### [Short problem 1]
Write out the passage on Greek lexicons word for word, starting at "Another German scholar" and ending at "Lidell-Scott in 1843.".

### [Selected excerpt]
(begin)

Another German scholar named Franz Passow expanded on Schneider’s general Greek dictionary with a German lexicon called the “Concise Dictionary of the Greek Language” in 1819. And it was Passow’s work that served as the basis for the most influential Greek-English lexicon of the 20th century, the Lidell-Scott-Jones or the LSJ, first published as Lidell-Scott in 1843.

Fun fact, the English author Lewis Carroll who published “Alice in Wonderland” in 1865, named his titular character after Alice Liddell; daughter of the dean of Christ Church, in Oxford, Henry Liddell. Henry co-authored the Greek-English Lexicon that bears his name, along with Robert Scott, an Oxford professor of Greek.

For the 9th edition in 1921, a scholar named Henry Stuart Jones was invited to join the project to assist in expanding the lexicon based on updated Greek scholarship. Jones’s contributions were so significant that his name was eventually added to the hyphenated title Liddell-Scott-Jones (or “LSJ”) in 1940. This edition is known as the “Great Scott”, which extended the coverage of the lexicon beyond Classical Greek texts. In 1968, Peter Glare published a Supplement to the LSJ through Oxford University Press, known as the OUP supplements, incorporating the latest discoveries of Greek papyri and inscriptions. John Chadwick, who was instrumental in deciphering the Linear B script, revised the Supplement in 1996, adding further corrections and updates. But he was still frustrated with the fundamental flaws of the LSJ. And he envisioned a better lexicon that would someday replace it.

New Classical Greek Lexicons

LSJ builds on the work of its predecessors with its strong focus on vocabulary from the Classical and Archaic Periods. It was a massive undertaking that covers a huge swath of Greek literature prior to the 2nd century AD. But it has limited coverage of Hellenistic and Christian literature, and can sometimes be misleading when used to interpret nuanced Hellenistic usage outside of its scope.

In the field of Classical Greek lexicography, several attempts have been made to produce a more up-to-date alternative to the LSJ. In 1995 Brill Publishers released a lexicon by an Italian scholar named Franco Montanari, who improved upon the issues he identified in the LSJ. He expanded its coverage of post-classical Greek, Christian literature, and late epic poetry, while also improving the layout of entries for contemporary users. Montanari’s work was adapted into English in 2015 as the Brill Dictionary of Ancient Greek.

(end)

### [Stored records]
(begin)

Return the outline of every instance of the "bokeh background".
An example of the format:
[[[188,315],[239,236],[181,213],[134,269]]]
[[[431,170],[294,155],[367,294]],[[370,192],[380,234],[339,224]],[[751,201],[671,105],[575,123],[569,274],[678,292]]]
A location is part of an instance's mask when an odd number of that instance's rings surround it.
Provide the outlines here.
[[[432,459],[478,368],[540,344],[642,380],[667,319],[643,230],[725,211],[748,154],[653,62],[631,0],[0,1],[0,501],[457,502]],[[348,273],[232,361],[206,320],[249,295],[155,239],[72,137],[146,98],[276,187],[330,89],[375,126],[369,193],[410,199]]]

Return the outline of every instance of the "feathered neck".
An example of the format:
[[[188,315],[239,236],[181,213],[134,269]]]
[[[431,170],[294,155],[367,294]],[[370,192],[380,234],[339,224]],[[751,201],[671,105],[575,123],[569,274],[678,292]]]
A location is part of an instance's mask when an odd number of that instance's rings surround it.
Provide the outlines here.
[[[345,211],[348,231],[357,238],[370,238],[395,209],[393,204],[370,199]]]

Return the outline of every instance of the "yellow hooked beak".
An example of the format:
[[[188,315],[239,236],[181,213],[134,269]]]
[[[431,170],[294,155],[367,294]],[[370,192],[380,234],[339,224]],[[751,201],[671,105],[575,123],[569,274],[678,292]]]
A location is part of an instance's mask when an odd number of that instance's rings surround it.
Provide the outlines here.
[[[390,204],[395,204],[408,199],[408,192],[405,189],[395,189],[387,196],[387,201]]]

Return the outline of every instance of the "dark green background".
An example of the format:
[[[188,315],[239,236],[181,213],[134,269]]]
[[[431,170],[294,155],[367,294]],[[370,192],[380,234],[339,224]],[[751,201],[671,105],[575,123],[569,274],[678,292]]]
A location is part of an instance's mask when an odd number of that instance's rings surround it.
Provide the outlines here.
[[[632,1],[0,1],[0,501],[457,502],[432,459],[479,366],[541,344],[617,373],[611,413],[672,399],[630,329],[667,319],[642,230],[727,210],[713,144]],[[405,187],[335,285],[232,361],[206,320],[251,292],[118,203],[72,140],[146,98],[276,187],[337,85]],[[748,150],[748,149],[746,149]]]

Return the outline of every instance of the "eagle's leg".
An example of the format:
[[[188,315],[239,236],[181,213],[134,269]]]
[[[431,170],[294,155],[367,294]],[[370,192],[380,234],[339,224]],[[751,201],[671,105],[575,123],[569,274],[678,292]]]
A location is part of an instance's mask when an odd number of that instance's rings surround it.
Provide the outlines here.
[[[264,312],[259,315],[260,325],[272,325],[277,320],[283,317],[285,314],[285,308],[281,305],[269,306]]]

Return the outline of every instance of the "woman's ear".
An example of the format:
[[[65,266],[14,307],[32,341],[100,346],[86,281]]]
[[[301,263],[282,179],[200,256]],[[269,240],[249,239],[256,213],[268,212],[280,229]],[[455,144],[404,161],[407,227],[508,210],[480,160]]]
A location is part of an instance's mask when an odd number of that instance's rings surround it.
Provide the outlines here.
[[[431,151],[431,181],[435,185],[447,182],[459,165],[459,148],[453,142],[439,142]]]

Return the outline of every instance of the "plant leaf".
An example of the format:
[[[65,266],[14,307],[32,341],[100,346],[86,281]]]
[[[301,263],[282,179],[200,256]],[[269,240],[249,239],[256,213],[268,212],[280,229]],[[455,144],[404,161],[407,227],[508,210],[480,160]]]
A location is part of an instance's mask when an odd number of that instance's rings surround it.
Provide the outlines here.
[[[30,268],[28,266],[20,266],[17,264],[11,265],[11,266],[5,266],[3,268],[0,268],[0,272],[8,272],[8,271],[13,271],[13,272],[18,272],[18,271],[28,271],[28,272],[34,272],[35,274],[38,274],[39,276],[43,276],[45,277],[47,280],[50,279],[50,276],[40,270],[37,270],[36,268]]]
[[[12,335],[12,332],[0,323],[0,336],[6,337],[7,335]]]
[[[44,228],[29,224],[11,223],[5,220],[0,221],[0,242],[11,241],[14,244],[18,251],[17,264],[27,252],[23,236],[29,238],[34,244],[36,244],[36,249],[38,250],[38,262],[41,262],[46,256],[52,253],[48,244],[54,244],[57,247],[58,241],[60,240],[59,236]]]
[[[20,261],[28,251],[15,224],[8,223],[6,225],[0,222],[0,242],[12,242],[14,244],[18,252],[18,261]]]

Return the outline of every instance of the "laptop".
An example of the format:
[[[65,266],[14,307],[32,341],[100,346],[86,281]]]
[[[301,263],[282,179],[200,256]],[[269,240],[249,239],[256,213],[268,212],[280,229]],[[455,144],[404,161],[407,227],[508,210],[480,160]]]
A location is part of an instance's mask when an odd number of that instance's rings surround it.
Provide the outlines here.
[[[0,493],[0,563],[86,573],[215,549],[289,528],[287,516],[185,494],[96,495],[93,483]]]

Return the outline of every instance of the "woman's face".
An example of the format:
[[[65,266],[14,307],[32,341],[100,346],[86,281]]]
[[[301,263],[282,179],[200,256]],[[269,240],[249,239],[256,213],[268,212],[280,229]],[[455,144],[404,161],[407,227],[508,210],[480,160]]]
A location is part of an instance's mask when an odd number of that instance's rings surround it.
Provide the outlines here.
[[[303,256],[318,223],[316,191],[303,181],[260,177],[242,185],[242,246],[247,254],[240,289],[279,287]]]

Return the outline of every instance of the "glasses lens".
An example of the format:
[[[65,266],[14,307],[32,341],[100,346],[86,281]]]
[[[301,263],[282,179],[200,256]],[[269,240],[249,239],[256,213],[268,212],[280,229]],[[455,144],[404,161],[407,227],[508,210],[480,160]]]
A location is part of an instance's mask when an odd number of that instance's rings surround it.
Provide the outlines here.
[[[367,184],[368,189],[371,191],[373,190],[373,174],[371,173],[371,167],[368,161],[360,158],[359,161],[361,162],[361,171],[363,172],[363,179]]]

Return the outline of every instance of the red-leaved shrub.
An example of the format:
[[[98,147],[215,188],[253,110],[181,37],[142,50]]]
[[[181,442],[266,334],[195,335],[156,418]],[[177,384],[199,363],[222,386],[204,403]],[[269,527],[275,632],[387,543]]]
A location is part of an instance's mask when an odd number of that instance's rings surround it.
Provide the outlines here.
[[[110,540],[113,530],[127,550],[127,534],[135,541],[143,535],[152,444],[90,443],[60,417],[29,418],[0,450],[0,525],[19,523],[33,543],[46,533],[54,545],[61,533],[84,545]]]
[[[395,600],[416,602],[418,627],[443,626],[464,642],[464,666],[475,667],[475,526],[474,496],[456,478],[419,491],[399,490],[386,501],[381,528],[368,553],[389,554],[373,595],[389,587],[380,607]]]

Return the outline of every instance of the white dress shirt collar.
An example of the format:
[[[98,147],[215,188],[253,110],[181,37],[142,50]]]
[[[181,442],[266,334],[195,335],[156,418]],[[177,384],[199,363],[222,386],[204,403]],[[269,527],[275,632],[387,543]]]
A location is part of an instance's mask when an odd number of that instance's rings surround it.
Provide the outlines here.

(end)

### [Short problem 2]
Starting at the row that contains "Return the outline of every instance of the red-leaved" and ending at the last row, give all of those rows again with their requests, offsetting every coordinate in the outlines by adding 52.

### [Problem solution 1]
Another German scholar named Franz Passow expanded on Schneider’s general Greek dictionary with a German lexicon called the “Concise Dictionary of the Greek Language” in 1819. And it was Passow’s work that served as the basis for the most influential Greek-English lexicon of the 20th century, the Lidell-Scott-Jones or the LSJ, first published as Lidell-Scott in 1843.

### [Problem solution 2]
Return the outline of every instance of the red-leaved shrub.
An example of the format:
[[[98,147],[215,188],[253,110],[181,37],[142,50]]]
[[[181,442],[266,334],[195,335],[156,418]],[[177,384],[199,363],[222,386],[204,403]],[[269,527],[275,632],[387,543]]]
A location is part of an instance's mask when an odd number of that instance's rings surround it.
Provide the outlines here.
[[[162,592],[165,582],[179,602],[179,586],[187,593],[195,587],[204,496],[142,495],[112,469],[81,470],[52,502],[52,577],[71,575],[85,595],[98,585],[106,597],[113,585],[136,597]]]
[[[447,652],[468,654],[470,679],[495,678],[516,694],[516,718],[527,719],[527,578],[526,548],[508,530],[471,543],[451,542],[438,553],[433,580],[420,605],[441,606],[425,647],[441,639],[432,659]]]

Return the outline of every instance of the white dress shirt collar.
An example of the format:
[[[98,147],[215,188],[253,110],[181,37],[142,50]]]
[[[181,442],[266,334],[195,335],[156,418]],[[177,384],[199,363],[222,386],[204,403]],[[269,527],[275,632],[387,543]]]
A location is part of an instance's mask when an odd number of that instance's rings surround it.
Provide the outlines here.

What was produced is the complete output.